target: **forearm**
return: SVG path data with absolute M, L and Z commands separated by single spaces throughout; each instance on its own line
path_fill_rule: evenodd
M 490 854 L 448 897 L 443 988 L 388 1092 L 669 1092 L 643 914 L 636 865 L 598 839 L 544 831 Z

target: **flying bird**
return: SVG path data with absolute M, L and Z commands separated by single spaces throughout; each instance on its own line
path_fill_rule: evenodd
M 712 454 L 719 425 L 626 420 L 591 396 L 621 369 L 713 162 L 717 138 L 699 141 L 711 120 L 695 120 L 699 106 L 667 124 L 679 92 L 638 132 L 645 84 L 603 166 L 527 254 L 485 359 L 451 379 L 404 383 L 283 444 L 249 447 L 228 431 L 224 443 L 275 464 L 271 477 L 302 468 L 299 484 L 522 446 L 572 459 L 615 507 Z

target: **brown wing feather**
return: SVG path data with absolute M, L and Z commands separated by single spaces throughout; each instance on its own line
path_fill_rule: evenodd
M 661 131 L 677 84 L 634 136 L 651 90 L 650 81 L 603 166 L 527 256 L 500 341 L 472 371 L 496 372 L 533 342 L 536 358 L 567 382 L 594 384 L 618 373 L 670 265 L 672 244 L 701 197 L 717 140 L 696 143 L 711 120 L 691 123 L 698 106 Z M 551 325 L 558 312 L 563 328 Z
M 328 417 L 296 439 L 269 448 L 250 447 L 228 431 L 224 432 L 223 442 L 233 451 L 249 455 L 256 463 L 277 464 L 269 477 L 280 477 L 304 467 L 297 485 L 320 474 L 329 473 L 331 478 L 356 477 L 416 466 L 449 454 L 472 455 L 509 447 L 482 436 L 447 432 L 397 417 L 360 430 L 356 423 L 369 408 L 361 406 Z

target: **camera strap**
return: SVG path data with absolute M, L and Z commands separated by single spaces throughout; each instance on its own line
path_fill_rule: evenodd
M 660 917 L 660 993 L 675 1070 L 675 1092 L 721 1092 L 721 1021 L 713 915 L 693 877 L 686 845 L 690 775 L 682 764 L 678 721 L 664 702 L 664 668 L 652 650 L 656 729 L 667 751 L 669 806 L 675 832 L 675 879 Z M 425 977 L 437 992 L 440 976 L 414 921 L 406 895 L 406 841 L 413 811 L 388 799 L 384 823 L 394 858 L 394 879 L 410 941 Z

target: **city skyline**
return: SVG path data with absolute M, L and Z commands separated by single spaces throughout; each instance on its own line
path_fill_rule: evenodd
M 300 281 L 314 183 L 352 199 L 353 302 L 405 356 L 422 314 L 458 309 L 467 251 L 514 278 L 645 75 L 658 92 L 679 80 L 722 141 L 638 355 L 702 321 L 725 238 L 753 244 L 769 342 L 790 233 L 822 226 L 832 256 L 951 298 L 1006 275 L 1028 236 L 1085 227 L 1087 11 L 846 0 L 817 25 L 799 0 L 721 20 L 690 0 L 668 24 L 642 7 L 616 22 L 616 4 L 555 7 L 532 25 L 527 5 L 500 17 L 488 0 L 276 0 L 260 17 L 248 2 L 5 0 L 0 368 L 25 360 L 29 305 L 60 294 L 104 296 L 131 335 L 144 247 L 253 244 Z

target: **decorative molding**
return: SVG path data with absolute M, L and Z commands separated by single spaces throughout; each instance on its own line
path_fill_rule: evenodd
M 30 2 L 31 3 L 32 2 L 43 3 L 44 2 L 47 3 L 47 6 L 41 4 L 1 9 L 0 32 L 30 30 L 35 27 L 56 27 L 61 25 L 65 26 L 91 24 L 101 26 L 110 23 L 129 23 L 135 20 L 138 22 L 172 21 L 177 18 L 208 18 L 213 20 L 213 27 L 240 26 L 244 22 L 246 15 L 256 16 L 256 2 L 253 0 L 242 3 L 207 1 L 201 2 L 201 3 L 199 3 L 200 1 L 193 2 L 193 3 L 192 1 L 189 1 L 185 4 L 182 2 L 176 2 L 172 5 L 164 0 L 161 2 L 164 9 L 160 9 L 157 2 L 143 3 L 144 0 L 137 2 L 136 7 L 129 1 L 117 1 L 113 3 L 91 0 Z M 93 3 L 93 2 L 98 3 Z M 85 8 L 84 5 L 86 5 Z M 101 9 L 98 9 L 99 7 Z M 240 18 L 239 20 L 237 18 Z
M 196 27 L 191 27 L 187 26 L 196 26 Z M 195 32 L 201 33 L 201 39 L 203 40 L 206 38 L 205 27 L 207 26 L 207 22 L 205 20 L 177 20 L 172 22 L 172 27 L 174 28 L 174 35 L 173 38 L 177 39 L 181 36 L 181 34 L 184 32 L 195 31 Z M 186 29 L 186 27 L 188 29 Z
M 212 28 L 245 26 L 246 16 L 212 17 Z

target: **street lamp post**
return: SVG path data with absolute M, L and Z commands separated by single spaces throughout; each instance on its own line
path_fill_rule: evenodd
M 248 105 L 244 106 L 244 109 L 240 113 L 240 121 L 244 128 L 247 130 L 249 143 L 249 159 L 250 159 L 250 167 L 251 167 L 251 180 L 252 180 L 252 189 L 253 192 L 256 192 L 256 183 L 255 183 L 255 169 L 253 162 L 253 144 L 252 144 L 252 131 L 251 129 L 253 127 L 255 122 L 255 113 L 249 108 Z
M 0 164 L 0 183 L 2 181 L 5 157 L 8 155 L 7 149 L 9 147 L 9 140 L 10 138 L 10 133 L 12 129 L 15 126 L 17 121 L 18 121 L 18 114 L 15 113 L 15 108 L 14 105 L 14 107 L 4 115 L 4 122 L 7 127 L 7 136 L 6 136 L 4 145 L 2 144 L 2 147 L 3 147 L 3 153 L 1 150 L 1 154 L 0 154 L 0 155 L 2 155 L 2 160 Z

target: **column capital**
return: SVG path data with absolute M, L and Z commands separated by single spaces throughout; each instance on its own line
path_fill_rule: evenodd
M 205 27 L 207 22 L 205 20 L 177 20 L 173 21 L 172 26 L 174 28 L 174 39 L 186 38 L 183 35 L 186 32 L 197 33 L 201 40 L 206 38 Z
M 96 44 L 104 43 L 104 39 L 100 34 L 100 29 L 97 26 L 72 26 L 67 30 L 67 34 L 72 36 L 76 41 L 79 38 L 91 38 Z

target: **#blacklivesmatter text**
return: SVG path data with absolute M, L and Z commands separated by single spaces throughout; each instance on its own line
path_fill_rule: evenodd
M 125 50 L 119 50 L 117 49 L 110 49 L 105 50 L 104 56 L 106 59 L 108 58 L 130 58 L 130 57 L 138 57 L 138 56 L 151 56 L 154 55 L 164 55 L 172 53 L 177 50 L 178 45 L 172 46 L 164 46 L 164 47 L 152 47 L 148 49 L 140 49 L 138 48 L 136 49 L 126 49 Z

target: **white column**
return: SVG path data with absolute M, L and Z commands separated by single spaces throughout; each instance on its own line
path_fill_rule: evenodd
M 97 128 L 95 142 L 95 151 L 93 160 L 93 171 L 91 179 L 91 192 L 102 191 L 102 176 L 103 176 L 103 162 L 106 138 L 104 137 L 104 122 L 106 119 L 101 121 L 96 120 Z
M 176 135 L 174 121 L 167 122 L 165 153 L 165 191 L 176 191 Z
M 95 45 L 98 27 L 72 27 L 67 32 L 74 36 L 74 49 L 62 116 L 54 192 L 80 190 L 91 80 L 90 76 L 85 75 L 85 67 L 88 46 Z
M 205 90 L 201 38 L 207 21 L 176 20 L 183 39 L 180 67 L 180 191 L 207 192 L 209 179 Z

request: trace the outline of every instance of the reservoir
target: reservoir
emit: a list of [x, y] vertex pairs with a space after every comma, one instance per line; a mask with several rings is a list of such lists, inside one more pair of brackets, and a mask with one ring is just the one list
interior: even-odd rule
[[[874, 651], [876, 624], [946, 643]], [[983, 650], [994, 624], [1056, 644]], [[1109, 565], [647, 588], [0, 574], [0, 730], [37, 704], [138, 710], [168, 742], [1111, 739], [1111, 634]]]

Exercise instructions => Reproduce the stretch of lines from the one containing "target: **flying bird**" through the one containing "M 712 454 L", requests included, and shift every outline coordinate in the answers by adding 67 to it.

Finished exercise =>
target: **flying bird**
return: SVG path data with absolute M, L and Z commands separated by single spaces throughout; each instance on its own line
path_fill_rule: evenodd
M 779 521 L 786 492 L 693 487 L 658 463 L 688 436 L 780 229 L 784 205 L 766 208 L 778 187 L 762 187 L 766 173 L 734 191 L 746 159 L 705 199 L 712 151 L 670 233 L 594 321 L 552 426 L 518 446 L 471 450 L 350 511 L 316 514 L 295 498 L 291 510 L 342 531 L 338 544 L 369 535 L 366 551 L 589 513 L 639 526 L 682 574 Z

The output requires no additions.